■ **ESTRATTO**
• • • • •
Pubblicato il: 19/03/2020 18:52
Il Coronavirus detta nuove agende live per i cantanti e i musicisti che scelgono le dirette social e i concerti on line per mantenere vivo il contatto con i fan. Esiste però tutta un’altra musica di cui poco si parla. “E’ il grande popolo del backstage, del dietro le quinte. Professionisti, impiegati, segretarie. Ma anche attrezzisti, facchini, montatori, autotrasportatori, tecnici audio e luci, addetti al merchandising, musicisti e fonici di palco ai quali il decreto ‘Cura Italia’ non ha pensato, poiché il fondo emergenza spettacolo, cinema e audiovisivo (art.89 del decreto) è espressamente rivolto soltanto ad artisti, autori, interpreti ed esecutori, categorie cui pensano Siae e Nuovo Imaie. Idem per progettisti e ingegneri, show designer, scenografi, certificatori di palchi e attrezzature, orchestre di liscio, pianobar, dj e così via”. Lo afferma Maurizio Scandurra, giornalista e critico musicale, già in passato ufficio stampa di noti artisti italiani quali Andrea Mingardi, Ivana Spagna, Tullio De Piscopo, PFM, Matia Bazar, Dirotta Su Cuba, Valerio Liboni e Pietruccio Montalbetti (rispettivamente leader dei Nuovi Angeli e dei Dik Dik), Silvia Mezzanotte e Gerardina Trovato.
• • • • •
■ **DATI ESTRATTI**
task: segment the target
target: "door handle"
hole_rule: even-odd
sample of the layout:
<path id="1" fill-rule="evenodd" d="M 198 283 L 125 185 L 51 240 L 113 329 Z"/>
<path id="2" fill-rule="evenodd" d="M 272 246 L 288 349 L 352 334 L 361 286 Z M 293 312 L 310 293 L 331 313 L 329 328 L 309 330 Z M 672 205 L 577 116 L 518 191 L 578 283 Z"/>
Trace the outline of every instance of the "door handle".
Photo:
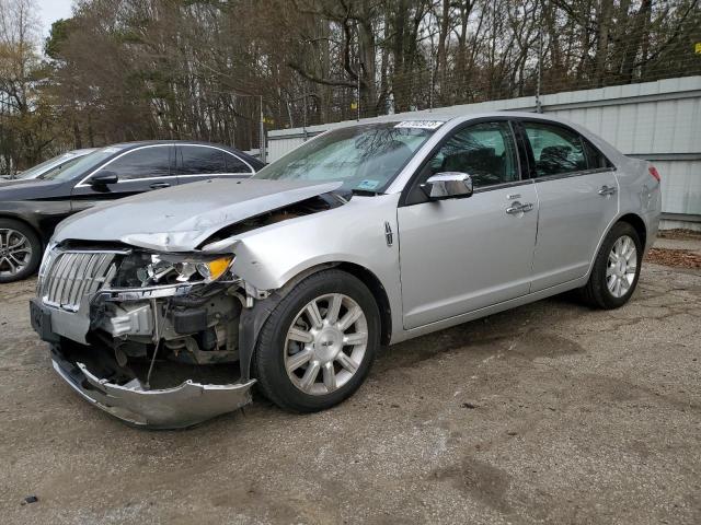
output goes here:
<path id="1" fill-rule="evenodd" d="M 530 210 L 533 209 L 533 205 L 531 202 L 526 202 L 525 205 L 521 205 L 518 200 L 516 202 L 512 202 L 512 206 L 509 206 L 506 209 L 506 212 L 509 215 L 518 215 L 519 213 L 526 213 Z"/>

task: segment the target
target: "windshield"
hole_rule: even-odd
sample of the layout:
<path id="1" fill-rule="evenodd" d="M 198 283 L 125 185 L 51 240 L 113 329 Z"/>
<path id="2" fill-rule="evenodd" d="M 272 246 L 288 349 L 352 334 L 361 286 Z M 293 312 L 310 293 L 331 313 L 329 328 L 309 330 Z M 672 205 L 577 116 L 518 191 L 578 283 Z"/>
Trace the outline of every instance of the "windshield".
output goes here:
<path id="1" fill-rule="evenodd" d="M 68 170 L 70 166 L 72 166 L 78 161 L 80 161 L 84 155 L 80 155 L 80 156 L 65 155 L 65 156 L 66 159 L 64 161 L 59 162 L 54 166 L 49 167 L 48 163 L 44 163 L 46 166 L 44 170 L 36 170 L 36 167 L 39 167 L 39 166 L 33 167 L 32 170 L 24 172 L 19 178 L 43 178 L 45 180 L 49 178 L 54 178 L 60 172 L 62 172 L 64 170 Z M 33 172 L 33 173 L 30 173 L 30 172 Z"/>
<path id="2" fill-rule="evenodd" d="M 388 122 L 329 131 L 265 166 L 254 178 L 338 180 L 345 189 L 381 192 L 439 125 Z"/>
<path id="3" fill-rule="evenodd" d="M 81 156 L 78 162 L 76 162 L 71 166 L 66 167 L 65 170 L 50 170 L 48 173 L 42 174 L 37 178 L 41 178 L 42 180 L 71 180 L 76 177 L 88 175 L 87 172 L 91 171 L 94 167 L 97 167 L 100 163 L 111 158 L 120 150 L 122 148 L 115 148 L 114 145 L 111 145 L 110 148 L 103 148 L 102 150 L 97 150 L 94 153 Z"/>
<path id="4" fill-rule="evenodd" d="M 35 178 L 37 175 L 41 175 L 43 172 L 48 170 L 53 164 L 60 162 L 61 159 L 71 159 L 71 155 L 64 153 L 62 155 L 54 156 L 53 159 L 44 161 L 30 170 L 25 170 L 18 176 L 18 178 Z"/>

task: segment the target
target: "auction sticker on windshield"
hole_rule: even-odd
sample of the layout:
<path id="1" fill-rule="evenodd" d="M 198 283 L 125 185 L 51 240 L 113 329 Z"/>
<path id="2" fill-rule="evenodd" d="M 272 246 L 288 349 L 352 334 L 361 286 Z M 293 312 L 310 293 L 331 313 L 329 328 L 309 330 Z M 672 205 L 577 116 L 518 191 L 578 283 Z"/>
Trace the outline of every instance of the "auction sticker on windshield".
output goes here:
<path id="1" fill-rule="evenodd" d="M 443 126 L 441 120 L 404 120 L 395 125 L 395 128 L 413 128 L 413 129 L 438 129 Z"/>
<path id="2" fill-rule="evenodd" d="M 369 178 L 366 178 L 365 180 L 363 180 L 360 184 L 356 186 L 356 189 L 375 189 L 379 185 L 380 185 L 379 180 L 371 180 Z"/>

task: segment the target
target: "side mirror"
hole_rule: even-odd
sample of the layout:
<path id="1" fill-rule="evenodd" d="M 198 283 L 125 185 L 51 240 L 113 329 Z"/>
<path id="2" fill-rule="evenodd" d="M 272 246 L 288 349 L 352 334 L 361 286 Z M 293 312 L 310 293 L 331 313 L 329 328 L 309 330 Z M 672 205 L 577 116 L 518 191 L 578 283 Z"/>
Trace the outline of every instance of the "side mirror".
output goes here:
<path id="1" fill-rule="evenodd" d="M 472 195 L 472 177 L 467 173 L 437 173 L 421 185 L 429 200 L 459 199 Z"/>
<path id="2" fill-rule="evenodd" d="M 108 184 L 116 184 L 117 180 L 119 180 L 117 174 L 107 170 L 100 171 L 90 177 L 91 186 L 107 186 Z"/>

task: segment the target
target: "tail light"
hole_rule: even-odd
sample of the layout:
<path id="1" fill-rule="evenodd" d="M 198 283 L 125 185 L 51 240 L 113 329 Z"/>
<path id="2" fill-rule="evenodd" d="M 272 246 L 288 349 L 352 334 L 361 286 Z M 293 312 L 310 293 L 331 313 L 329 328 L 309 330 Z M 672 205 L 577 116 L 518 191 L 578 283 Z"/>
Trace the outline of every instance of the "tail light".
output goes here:
<path id="1" fill-rule="evenodd" d="M 659 172 L 655 166 L 650 166 L 647 171 L 650 172 L 650 174 L 653 176 L 655 180 L 657 180 L 658 183 L 662 180 L 662 177 L 659 176 Z"/>

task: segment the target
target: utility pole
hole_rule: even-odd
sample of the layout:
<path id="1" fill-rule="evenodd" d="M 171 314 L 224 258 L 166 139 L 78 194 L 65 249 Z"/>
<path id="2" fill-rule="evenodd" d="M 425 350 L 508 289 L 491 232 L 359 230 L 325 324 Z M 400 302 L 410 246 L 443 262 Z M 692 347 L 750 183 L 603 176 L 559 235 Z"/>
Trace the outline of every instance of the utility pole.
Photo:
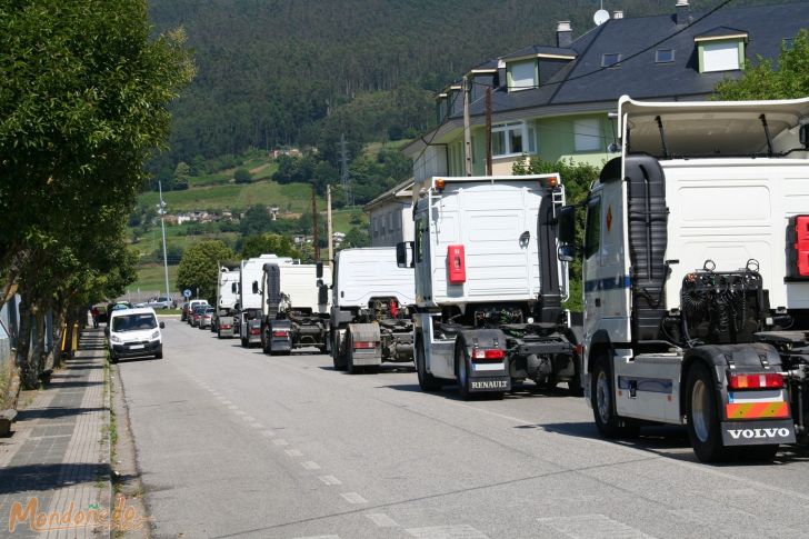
• • • • •
■ **COMPITI**
**A.** Nell'estratto sul backstage musicale, a quali categorie è rivolto espressamente il fondo emergenza dell'art. 89 del decreto "Cura Italia"?
**B.** Prosegui l'estratto sul backstage musicale dopo l'ultima frase riportata.
I record provengono da una fonte diversa dall'estratto.

■ **RISPOSTE SCRITTE**
**A.** Ad artisti, autori, interpreti ed esecutori.

**B.**
“Per far comprendere l’entità del danno che ricade a pioggia sulle teste di chi appartiene all’indotto dell’industria musicale, faccio alcune cifre. Un tour con artisti di fama che solitamente fanno un Festival di Sanremo a biennio e ospitate varie nei programmi di punta di Rai, Mediaset, La7 e Sky, può costare tra i 10 e i 30mila euro lordi, a seconda dei nomi – spiega Scandurra -Generalmente i cantanti sono accompagnati da un gruppo di turnisti (dai quattro ai sette di media) che sono retribuiti ciascuno con un compenso lordo tra i 250 e i 500 euro a sera, con al massimo un lieve ritocco in favore del capoband. Tutte figure che lavorano con contratti temporanei”.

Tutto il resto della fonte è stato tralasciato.